### INPUT RECORDS
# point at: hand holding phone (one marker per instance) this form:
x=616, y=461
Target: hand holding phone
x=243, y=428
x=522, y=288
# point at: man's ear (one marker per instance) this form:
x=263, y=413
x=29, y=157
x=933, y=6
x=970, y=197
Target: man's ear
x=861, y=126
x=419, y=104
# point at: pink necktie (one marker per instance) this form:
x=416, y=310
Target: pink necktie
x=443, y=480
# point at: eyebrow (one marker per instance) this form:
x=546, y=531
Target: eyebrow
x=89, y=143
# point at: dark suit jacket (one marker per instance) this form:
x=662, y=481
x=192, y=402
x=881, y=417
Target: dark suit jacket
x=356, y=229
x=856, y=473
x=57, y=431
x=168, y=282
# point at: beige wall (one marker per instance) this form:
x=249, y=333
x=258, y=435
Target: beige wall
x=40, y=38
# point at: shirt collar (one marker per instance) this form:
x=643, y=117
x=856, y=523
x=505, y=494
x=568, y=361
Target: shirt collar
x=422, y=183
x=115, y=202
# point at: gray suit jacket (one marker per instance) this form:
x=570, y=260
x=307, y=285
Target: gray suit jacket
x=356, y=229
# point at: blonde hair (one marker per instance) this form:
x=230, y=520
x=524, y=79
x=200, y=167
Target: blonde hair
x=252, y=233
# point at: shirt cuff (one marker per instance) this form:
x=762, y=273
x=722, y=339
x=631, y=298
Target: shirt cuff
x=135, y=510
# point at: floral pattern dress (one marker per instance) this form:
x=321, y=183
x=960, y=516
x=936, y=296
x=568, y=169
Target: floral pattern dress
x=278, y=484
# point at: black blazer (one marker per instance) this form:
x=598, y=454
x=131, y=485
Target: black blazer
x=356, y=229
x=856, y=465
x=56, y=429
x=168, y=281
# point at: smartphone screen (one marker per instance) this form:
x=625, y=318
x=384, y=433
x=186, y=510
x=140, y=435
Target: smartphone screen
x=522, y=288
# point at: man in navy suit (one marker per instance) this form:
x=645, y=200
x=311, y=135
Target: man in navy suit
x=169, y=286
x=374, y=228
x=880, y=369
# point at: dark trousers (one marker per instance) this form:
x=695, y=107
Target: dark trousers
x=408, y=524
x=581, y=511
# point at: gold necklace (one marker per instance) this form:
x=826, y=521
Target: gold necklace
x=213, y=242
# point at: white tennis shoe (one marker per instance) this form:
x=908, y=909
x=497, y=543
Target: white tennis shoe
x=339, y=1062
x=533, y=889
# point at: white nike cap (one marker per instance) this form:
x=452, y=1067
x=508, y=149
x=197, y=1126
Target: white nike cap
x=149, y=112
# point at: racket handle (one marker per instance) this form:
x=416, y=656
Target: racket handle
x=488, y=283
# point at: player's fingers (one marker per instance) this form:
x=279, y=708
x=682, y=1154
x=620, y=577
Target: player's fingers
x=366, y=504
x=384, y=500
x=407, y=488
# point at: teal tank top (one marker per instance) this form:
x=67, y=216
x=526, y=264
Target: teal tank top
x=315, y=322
######
Copy only the stretch running from the line containing "# point at: player's" to the final line of the entries, both ends included, exactly as it stands.

- TASK RESPONSE
# point at: player's fingers (one marker per instance) this form:
x=279, y=708
x=682, y=1154
x=620, y=577
Target: player's fingers
x=366, y=504
x=384, y=500
x=407, y=488
# point at: teal tank top (one marker per instance) this form:
x=67, y=216
x=526, y=264
Target: teal tank top
x=315, y=322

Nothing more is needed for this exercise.